TASK INSTRUCTIONS -
Give the number of lines in the data below that contain the string "Target", with case counting, and reply with that number alone.

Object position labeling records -
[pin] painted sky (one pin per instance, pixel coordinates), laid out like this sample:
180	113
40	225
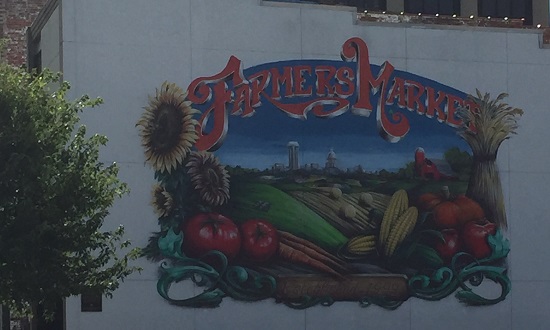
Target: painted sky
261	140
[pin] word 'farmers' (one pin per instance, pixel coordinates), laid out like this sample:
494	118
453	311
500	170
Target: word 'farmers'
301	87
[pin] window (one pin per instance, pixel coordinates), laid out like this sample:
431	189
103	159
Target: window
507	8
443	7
---
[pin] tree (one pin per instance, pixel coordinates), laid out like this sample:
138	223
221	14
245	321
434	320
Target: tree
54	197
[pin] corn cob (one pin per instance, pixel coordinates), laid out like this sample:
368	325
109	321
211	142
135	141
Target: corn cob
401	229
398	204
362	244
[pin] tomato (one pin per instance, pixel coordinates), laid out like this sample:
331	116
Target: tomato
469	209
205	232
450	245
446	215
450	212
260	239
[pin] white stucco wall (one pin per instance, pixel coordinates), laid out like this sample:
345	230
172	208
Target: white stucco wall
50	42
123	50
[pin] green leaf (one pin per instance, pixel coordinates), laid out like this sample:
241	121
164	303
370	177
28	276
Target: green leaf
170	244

TASK ANSWER -
8